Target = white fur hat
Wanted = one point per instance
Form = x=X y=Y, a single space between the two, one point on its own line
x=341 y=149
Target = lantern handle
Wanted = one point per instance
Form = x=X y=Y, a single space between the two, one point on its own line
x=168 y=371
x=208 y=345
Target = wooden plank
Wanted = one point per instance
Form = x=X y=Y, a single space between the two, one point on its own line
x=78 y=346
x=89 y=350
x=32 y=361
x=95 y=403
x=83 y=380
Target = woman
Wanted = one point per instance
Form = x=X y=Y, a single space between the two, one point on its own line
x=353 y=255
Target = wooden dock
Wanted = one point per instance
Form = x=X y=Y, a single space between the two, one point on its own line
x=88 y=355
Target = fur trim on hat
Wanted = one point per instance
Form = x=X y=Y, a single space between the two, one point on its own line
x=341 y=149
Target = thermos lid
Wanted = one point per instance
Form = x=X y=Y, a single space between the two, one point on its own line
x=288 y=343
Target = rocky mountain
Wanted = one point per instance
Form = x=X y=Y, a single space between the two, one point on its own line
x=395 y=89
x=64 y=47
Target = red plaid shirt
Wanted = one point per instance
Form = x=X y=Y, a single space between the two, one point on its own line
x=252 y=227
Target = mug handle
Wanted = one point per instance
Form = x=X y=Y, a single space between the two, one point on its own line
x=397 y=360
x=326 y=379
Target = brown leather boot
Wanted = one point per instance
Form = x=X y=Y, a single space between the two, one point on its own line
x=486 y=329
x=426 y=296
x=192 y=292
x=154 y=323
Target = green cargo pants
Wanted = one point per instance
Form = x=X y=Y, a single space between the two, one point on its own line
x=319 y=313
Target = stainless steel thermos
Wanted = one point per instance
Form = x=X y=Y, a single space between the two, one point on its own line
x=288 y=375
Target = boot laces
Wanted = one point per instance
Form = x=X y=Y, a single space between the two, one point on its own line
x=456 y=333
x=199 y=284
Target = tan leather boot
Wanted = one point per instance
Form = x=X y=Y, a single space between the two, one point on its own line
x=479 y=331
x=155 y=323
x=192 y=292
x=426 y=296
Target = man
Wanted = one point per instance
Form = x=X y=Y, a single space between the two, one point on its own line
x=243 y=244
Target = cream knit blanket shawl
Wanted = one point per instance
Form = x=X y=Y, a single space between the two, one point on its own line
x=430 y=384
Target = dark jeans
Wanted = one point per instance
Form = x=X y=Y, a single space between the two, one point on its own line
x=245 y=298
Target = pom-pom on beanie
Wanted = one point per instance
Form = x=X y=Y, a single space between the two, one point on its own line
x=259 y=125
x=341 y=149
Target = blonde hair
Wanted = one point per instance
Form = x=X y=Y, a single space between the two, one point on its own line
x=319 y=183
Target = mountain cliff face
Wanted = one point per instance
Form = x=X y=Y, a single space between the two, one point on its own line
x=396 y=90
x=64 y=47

- **Your goal**:
Count lines above with the word "mountain". Give the number only.

- **Task solution**:
2